*Your assignment*.
In the records below, find each line with the word "stone" and copy it.

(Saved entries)
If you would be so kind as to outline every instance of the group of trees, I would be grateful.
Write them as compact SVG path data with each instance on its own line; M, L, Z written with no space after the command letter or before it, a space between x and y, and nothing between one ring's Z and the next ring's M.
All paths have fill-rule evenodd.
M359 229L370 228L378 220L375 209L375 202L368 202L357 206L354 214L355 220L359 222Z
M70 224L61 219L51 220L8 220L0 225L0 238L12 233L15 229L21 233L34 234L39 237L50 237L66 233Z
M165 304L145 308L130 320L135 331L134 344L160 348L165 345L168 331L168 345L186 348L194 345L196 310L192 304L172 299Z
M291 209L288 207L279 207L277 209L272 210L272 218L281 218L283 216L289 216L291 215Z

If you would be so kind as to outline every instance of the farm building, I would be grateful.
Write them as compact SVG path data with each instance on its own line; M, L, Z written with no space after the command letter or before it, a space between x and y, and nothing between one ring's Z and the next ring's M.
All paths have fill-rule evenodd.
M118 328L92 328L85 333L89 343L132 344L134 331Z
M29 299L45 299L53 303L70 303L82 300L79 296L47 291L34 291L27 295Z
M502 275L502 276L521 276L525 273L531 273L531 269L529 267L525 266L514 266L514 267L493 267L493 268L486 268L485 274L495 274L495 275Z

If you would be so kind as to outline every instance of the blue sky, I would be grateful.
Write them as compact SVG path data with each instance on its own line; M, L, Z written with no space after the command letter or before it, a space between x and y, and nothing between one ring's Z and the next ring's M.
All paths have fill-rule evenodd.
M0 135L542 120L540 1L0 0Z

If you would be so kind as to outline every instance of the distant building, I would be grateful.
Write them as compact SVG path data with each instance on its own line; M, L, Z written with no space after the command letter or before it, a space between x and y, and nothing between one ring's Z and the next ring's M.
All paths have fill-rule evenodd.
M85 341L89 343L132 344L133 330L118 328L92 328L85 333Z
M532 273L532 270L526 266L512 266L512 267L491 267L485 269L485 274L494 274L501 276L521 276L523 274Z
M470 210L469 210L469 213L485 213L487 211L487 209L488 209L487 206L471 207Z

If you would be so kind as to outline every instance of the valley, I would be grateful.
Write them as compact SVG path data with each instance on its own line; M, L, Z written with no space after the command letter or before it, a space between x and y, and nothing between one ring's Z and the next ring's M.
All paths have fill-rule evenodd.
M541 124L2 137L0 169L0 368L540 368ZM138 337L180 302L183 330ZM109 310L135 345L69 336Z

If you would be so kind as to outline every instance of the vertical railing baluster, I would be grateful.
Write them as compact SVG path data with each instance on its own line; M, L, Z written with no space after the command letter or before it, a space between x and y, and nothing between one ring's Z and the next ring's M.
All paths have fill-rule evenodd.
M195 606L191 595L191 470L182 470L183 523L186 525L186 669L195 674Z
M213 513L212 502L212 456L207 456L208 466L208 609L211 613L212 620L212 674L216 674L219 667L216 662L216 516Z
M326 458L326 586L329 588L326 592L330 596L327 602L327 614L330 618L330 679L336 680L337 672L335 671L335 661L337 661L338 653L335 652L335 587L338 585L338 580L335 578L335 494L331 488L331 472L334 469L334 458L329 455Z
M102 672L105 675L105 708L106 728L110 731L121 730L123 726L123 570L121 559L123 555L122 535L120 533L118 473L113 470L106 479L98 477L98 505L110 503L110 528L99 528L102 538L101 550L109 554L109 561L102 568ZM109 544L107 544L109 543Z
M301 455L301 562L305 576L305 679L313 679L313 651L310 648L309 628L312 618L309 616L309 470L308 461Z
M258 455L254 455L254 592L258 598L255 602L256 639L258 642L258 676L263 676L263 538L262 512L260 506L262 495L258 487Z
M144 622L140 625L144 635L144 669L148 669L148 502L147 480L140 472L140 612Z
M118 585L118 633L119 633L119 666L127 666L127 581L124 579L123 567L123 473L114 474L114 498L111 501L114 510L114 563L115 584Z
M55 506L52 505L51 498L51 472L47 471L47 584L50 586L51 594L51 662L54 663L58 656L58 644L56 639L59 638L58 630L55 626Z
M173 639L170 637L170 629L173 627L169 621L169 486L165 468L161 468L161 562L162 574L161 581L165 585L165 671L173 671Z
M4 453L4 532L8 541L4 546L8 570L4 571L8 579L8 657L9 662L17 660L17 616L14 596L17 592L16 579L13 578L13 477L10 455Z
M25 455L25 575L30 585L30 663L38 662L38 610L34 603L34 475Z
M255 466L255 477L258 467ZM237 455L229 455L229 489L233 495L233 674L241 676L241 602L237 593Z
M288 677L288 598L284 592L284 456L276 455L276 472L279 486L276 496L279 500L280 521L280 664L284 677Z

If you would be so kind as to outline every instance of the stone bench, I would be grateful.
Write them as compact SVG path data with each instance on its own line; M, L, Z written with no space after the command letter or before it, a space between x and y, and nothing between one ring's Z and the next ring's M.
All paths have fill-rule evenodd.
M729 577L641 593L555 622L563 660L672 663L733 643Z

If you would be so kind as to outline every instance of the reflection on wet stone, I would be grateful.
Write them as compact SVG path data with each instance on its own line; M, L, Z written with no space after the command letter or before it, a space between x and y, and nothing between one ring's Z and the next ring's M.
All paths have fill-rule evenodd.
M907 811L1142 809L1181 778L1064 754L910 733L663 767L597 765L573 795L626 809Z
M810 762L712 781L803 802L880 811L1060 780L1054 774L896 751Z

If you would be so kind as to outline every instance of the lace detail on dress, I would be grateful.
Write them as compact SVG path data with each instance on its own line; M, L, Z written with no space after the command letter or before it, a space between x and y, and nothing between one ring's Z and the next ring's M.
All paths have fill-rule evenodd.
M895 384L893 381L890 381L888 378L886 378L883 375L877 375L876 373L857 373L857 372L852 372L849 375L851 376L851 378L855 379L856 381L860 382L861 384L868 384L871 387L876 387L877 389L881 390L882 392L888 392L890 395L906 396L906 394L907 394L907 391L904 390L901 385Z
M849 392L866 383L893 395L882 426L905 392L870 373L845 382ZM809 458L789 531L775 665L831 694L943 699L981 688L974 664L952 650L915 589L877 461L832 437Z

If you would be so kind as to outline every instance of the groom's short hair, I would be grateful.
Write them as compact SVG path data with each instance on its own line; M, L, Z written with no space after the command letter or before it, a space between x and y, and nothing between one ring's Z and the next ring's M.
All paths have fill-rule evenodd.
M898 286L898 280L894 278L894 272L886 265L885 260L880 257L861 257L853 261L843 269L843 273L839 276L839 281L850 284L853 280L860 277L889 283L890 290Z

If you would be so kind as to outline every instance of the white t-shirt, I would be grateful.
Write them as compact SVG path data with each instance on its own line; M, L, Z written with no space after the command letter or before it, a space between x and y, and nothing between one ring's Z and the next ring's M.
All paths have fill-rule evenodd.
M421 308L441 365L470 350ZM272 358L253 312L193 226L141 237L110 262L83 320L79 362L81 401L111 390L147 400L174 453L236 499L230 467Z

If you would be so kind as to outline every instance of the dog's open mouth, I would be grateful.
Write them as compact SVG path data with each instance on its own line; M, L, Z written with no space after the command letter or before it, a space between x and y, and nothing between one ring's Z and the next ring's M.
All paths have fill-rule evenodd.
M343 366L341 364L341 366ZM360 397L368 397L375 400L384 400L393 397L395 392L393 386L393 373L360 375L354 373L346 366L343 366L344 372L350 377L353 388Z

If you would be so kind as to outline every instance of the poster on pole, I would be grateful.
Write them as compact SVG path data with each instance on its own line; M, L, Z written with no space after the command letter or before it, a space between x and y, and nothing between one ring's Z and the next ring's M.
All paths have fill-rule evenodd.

*Solution for this task*.
If you would be so kind as to outline every instance of the stone bench, I would be grateful.
If you would be so kind as to outline every instance of the reflection on wet stone, I would be grateful.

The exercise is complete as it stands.